**WHAT THIS TASK INVOLVES**
Go through the data below and copy each line that includes "asked".

*** Opening TASK INPUTS ***

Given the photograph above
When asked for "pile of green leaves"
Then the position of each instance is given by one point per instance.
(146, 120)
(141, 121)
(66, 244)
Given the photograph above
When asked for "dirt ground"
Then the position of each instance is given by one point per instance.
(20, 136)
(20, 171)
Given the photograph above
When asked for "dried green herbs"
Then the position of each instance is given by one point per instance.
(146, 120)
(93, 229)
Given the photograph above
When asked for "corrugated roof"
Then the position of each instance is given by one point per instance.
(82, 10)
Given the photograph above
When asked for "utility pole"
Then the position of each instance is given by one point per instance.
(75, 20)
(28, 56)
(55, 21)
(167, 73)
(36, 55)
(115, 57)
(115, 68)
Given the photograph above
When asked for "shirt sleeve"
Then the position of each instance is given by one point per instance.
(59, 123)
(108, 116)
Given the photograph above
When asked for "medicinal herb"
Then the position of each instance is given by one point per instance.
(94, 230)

*** Closing TASK INPUTS ***

**EXERCISE RESPONSE**
When asked for "pile of green leaves"
When asked for "dirt ground"
When asked for "dried green herbs"
When asked for "corrugated roof"
When asked for "utility pole"
When asked for "shirt sleeve"
When asked for "medicinal herb"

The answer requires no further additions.